• **Task instructions**:
Return each line of the listing below that contains the string "every".

Labeled region records:
Begin

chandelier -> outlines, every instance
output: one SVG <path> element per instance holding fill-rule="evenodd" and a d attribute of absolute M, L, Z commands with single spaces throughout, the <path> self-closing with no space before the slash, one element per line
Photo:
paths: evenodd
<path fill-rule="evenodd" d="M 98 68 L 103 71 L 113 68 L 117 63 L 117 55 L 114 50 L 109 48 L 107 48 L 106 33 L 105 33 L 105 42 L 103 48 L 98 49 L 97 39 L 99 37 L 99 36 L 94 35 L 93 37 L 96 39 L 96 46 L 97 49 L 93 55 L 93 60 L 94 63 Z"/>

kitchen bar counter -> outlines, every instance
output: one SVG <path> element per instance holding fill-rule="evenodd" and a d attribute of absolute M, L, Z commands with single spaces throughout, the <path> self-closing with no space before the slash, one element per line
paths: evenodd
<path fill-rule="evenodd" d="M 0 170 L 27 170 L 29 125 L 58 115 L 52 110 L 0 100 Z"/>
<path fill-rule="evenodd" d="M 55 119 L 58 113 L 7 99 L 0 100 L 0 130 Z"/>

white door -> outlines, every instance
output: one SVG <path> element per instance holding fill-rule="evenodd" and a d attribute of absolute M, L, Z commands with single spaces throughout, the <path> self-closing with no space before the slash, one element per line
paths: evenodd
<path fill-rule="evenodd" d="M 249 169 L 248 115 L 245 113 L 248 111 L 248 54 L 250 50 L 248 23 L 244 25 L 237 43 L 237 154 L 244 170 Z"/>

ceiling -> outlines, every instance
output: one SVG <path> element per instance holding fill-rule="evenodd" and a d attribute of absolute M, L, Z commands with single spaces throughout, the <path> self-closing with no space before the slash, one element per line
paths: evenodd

End

• **Answer**:
chandelier -> outlines, every instance
kitchen bar counter -> outlines, every instance
white door -> outlines, every instance
ceiling -> outlines, every instance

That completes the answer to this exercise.